**Brief**
Among the lines below, list those containing the string "flag".

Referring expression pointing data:

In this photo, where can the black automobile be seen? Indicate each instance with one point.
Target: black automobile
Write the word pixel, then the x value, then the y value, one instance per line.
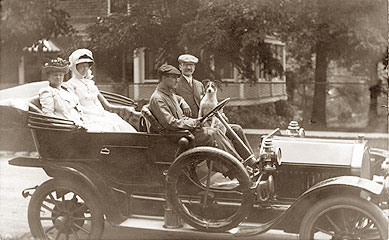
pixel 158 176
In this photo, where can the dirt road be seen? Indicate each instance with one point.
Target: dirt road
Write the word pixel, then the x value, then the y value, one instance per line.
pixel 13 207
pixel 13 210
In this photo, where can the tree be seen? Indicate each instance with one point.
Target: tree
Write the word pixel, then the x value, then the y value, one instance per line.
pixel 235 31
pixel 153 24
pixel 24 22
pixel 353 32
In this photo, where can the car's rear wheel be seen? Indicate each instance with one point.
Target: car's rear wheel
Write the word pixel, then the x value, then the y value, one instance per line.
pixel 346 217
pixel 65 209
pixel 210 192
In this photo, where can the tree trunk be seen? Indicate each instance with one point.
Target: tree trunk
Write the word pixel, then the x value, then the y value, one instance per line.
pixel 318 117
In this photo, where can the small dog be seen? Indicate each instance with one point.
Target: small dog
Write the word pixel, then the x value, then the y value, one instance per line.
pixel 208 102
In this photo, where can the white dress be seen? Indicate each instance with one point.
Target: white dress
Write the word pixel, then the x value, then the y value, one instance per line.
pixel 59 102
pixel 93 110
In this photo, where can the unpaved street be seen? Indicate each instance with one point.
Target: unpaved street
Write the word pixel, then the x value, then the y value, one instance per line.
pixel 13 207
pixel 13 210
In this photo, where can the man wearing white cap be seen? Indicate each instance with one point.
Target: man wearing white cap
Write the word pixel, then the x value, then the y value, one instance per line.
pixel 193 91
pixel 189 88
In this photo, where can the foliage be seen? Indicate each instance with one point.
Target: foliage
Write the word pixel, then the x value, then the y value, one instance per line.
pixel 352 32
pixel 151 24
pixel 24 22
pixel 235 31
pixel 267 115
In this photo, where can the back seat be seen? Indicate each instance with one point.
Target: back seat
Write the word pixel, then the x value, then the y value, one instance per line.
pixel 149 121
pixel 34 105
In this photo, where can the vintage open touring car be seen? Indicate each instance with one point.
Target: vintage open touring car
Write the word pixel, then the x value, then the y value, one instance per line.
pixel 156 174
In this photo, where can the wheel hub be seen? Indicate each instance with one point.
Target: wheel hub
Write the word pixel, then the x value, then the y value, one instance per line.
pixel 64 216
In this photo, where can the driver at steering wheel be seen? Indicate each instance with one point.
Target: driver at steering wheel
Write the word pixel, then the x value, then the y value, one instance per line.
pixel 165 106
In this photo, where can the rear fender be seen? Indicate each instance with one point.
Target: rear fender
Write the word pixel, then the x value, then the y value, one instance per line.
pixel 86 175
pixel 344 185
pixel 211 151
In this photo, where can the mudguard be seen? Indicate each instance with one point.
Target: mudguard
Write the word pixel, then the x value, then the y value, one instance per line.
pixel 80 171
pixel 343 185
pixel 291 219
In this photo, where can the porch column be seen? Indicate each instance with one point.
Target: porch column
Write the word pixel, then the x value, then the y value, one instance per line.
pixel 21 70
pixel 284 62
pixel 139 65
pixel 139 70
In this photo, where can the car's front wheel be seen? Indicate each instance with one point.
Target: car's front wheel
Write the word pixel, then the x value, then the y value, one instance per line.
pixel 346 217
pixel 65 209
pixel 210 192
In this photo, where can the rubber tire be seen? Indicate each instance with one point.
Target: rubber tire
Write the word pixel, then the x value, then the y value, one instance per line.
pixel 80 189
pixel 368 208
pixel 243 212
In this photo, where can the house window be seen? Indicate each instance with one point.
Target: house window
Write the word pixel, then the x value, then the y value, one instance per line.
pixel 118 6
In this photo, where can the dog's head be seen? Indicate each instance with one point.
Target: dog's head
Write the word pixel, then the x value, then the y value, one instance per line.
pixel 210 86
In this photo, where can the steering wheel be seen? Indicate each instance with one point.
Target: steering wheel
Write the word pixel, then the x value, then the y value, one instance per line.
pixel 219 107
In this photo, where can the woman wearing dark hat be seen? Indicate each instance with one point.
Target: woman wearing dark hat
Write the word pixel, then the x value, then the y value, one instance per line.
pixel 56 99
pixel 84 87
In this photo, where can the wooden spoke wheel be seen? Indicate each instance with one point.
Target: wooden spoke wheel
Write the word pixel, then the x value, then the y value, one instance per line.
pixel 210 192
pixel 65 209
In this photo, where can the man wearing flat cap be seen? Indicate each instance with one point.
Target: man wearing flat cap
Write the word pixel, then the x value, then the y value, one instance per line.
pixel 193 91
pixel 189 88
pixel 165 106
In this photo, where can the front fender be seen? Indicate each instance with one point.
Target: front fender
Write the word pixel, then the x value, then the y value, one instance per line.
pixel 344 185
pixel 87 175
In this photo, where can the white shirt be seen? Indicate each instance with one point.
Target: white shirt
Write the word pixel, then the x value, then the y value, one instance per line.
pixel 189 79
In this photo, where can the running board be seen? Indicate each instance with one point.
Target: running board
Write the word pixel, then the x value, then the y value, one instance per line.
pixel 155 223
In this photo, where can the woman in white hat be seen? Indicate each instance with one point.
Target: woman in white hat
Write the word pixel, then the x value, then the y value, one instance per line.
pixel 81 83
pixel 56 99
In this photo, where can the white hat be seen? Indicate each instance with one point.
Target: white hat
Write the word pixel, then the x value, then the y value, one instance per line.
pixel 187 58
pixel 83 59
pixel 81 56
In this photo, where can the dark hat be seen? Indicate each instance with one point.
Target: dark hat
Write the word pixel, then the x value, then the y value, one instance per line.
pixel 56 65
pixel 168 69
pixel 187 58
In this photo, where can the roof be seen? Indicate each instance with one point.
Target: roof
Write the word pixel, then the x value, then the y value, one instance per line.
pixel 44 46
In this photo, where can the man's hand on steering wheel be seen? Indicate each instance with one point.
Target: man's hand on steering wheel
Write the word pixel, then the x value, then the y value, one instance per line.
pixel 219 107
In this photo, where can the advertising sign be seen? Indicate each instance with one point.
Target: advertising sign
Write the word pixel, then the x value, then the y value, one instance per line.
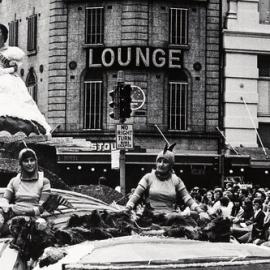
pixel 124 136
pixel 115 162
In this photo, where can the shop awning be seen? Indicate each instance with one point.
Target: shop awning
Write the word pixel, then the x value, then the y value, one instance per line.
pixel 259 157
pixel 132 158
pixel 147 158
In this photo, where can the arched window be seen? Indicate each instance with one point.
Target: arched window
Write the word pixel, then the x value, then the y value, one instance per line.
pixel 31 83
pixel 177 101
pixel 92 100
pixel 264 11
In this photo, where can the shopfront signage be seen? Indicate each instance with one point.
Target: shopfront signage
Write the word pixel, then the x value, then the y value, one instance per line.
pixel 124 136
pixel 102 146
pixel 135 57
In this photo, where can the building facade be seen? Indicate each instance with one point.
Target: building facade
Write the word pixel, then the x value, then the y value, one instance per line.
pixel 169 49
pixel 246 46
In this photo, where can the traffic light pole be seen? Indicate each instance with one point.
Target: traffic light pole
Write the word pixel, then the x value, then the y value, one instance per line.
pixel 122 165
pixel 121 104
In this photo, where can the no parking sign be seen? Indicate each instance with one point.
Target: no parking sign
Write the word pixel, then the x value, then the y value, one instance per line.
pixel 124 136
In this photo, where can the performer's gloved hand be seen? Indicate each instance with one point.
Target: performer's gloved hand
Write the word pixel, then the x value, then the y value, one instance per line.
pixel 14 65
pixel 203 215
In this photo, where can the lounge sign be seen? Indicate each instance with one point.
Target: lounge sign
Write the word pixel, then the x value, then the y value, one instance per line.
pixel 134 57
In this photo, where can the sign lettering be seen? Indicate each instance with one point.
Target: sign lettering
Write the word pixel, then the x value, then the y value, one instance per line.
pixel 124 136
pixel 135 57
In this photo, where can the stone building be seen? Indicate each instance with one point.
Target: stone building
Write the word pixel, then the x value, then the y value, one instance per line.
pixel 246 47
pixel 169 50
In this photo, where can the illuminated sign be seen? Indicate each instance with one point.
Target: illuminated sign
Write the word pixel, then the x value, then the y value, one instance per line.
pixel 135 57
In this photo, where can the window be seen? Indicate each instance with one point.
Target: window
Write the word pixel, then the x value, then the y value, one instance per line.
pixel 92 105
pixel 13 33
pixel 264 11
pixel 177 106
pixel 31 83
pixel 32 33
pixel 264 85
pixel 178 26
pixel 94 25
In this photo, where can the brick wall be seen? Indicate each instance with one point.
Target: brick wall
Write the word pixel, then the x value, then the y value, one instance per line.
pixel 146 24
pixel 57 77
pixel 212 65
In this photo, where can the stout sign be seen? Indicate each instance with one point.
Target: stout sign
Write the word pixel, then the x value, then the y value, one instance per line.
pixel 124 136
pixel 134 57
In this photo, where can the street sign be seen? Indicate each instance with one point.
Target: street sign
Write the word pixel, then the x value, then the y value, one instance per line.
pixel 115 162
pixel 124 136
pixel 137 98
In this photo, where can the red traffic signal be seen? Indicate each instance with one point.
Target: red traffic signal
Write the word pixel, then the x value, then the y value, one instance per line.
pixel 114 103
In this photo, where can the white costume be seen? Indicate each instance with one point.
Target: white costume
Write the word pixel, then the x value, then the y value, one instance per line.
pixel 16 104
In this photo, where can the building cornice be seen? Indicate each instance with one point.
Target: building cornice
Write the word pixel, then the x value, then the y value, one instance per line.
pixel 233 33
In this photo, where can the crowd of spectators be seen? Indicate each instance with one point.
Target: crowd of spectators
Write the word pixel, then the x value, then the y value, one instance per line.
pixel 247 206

---

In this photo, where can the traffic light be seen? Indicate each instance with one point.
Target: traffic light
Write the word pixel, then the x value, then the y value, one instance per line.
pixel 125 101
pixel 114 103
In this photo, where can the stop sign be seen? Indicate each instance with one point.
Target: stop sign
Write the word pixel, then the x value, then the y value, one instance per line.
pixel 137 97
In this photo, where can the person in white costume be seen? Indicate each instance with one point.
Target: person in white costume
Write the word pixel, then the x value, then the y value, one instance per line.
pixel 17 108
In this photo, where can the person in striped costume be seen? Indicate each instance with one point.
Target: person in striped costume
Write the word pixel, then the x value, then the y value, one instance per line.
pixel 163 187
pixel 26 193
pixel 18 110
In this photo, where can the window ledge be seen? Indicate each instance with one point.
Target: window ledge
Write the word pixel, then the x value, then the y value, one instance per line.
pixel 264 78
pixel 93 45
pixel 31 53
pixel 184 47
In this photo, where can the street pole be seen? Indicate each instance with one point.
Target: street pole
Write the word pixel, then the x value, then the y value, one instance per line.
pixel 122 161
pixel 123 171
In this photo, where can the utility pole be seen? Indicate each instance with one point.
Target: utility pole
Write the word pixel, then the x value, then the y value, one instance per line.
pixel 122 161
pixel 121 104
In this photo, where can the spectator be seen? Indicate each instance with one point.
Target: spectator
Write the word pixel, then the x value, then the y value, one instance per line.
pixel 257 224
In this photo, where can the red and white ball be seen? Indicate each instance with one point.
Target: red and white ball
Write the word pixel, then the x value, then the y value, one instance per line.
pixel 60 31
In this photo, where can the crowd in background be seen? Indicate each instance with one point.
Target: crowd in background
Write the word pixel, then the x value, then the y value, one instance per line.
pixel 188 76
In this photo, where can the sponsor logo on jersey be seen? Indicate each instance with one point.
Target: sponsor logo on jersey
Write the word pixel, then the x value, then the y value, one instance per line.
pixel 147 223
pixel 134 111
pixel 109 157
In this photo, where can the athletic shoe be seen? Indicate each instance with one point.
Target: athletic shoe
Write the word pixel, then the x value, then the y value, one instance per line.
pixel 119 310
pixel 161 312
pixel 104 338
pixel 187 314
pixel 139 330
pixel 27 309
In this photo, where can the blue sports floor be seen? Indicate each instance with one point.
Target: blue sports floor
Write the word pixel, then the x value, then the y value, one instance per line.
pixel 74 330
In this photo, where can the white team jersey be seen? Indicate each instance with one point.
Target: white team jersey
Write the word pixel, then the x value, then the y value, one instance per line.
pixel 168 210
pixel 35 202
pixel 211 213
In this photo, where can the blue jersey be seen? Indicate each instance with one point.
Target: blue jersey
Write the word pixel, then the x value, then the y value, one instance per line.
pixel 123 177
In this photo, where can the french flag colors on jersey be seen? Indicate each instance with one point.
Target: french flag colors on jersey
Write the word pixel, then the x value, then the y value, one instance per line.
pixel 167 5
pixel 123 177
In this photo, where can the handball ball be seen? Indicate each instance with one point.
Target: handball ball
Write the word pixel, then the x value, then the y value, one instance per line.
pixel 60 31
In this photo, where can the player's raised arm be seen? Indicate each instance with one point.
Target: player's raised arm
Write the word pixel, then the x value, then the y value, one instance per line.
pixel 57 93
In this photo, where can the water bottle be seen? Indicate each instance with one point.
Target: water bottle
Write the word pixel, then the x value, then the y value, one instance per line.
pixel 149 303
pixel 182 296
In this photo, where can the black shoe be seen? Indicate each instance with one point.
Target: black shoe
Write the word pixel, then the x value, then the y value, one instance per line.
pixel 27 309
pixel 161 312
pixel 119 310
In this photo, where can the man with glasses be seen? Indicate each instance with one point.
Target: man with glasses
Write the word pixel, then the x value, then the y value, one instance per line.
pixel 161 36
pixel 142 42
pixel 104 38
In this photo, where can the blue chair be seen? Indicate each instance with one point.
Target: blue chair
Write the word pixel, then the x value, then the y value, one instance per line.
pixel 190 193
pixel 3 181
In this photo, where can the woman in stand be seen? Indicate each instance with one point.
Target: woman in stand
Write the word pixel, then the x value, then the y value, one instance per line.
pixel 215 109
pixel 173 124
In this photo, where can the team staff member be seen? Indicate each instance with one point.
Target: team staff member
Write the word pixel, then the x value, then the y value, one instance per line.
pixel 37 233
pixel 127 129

---

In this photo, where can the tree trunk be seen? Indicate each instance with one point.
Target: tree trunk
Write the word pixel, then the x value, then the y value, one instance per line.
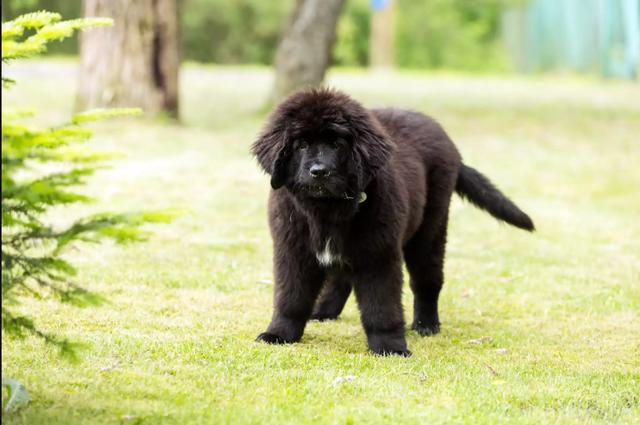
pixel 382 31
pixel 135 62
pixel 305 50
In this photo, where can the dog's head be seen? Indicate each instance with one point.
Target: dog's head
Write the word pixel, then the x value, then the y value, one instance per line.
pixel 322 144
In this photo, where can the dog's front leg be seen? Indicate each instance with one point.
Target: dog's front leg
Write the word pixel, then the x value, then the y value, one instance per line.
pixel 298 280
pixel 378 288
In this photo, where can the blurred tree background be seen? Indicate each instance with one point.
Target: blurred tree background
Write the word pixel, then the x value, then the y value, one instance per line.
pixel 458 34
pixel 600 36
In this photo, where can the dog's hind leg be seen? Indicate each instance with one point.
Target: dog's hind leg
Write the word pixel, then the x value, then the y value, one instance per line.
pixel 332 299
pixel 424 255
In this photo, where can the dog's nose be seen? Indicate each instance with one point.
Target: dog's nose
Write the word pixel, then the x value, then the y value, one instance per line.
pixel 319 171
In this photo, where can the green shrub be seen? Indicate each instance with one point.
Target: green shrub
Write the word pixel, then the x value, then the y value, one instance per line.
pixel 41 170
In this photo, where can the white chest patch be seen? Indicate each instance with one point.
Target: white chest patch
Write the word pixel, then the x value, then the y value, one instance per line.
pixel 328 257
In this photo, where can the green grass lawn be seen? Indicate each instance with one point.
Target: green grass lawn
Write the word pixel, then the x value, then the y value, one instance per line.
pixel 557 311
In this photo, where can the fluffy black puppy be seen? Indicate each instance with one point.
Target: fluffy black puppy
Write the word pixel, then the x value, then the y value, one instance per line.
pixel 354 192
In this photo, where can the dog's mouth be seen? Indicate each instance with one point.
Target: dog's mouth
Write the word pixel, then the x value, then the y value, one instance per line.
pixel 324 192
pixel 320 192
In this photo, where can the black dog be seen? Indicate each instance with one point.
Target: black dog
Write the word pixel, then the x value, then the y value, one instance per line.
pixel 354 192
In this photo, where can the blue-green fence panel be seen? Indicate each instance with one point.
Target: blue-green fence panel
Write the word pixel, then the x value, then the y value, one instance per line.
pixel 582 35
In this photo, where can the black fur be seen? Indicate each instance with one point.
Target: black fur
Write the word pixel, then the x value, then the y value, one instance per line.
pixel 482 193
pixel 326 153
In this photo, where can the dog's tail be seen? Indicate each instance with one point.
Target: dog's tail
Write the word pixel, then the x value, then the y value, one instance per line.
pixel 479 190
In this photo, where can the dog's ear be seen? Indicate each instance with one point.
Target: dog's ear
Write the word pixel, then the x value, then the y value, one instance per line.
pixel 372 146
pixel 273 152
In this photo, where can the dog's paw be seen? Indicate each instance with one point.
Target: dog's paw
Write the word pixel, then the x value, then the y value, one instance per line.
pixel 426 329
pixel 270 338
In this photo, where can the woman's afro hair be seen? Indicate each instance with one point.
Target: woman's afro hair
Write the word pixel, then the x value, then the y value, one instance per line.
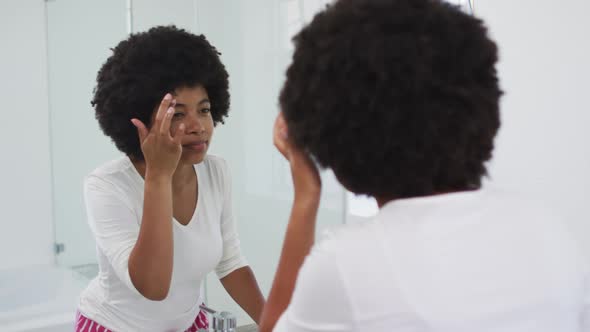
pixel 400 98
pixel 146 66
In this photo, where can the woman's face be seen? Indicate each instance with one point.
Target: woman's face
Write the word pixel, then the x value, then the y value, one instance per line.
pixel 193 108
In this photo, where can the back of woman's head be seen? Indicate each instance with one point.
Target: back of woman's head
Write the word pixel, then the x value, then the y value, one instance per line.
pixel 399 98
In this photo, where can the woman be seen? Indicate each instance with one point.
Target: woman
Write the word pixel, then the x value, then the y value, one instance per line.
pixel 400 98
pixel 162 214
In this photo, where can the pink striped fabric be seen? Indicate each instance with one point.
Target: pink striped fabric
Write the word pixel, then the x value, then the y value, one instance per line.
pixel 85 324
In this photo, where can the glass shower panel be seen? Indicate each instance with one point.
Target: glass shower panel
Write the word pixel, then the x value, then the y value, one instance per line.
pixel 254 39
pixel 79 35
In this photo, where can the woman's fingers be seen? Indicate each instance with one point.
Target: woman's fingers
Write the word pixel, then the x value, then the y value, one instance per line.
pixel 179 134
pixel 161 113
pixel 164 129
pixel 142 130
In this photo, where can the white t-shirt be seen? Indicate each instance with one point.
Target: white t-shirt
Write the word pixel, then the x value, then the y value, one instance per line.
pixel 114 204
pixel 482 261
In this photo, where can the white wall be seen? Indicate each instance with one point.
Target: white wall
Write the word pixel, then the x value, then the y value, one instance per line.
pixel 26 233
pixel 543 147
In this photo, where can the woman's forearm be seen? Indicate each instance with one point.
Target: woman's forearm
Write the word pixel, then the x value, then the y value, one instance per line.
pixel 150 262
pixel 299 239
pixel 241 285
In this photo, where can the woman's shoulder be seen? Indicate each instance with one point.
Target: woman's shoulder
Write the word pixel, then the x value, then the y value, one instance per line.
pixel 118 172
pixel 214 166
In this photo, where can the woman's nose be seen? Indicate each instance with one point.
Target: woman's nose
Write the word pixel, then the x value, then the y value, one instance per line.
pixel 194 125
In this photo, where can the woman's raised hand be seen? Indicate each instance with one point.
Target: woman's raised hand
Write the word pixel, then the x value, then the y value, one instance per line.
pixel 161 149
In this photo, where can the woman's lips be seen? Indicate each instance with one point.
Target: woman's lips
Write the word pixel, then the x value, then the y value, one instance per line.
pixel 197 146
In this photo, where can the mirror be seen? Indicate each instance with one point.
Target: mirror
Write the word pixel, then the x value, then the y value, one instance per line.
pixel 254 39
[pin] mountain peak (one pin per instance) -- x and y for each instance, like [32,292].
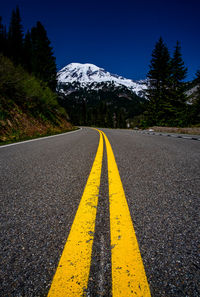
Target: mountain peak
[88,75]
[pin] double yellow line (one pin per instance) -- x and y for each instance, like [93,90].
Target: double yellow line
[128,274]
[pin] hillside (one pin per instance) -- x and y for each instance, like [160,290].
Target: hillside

**Answer section**
In this photo, where can the french flag colors on jersey be seen? Indicate each instance with one point.
Target: french flag colors on jersey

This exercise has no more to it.